Aim:
Write out every one of the entries below word for word, but leave out the pictures.

Material for this task:
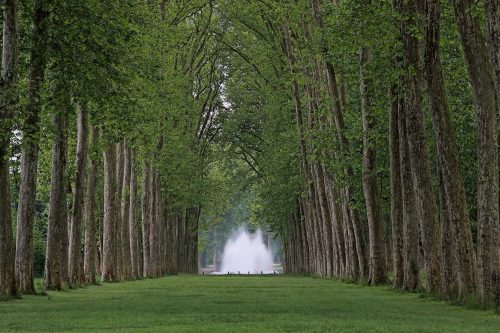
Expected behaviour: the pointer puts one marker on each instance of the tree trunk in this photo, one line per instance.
(118, 214)
(132, 220)
(378, 273)
(89, 266)
(447, 152)
(146, 221)
(410, 220)
(421, 173)
(493, 23)
(8, 82)
(153, 230)
(125, 214)
(29, 158)
(109, 244)
(55, 274)
(396, 190)
(481, 72)
(75, 240)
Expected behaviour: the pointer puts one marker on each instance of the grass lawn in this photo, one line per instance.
(189, 303)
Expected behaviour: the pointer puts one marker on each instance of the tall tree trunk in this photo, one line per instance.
(125, 212)
(57, 234)
(29, 158)
(8, 82)
(146, 221)
(153, 230)
(75, 239)
(132, 220)
(109, 243)
(493, 23)
(89, 266)
(447, 152)
(481, 72)
(118, 197)
(396, 190)
(378, 273)
(410, 220)
(421, 172)
(448, 245)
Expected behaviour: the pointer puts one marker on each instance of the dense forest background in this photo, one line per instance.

Exercise output:
Expected behaviour: the pointer puts one marker on each instance of the tree trunk in this photo, one line per instance.
(118, 214)
(132, 220)
(378, 273)
(89, 266)
(447, 152)
(146, 221)
(410, 220)
(421, 173)
(493, 23)
(8, 82)
(153, 230)
(125, 214)
(29, 158)
(109, 244)
(55, 274)
(396, 190)
(481, 72)
(75, 240)
Expected behaviour: the pointer puts one marker on each instance of the grass lawn in this photo, one line per instance.
(189, 303)
Expected behaviour: the pointer puts one marker on each instance of the tall tree trunk in this photo, one line per instance.
(125, 212)
(57, 234)
(29, 158)
(8, 82)
(146, 221)
(153, 230)
(75, 239)
(132, 220)
(109, 243)
(493, 23)
(89, 266)
(447, 152)
(481, 72)
(118, 197)
(396, 190)
(378, 273)
(410, 220)
(421, 172)
(448, 245)
Expected behaviour: the pointer puts one marker on each instance of the dense forest background in this photo, one line per instance.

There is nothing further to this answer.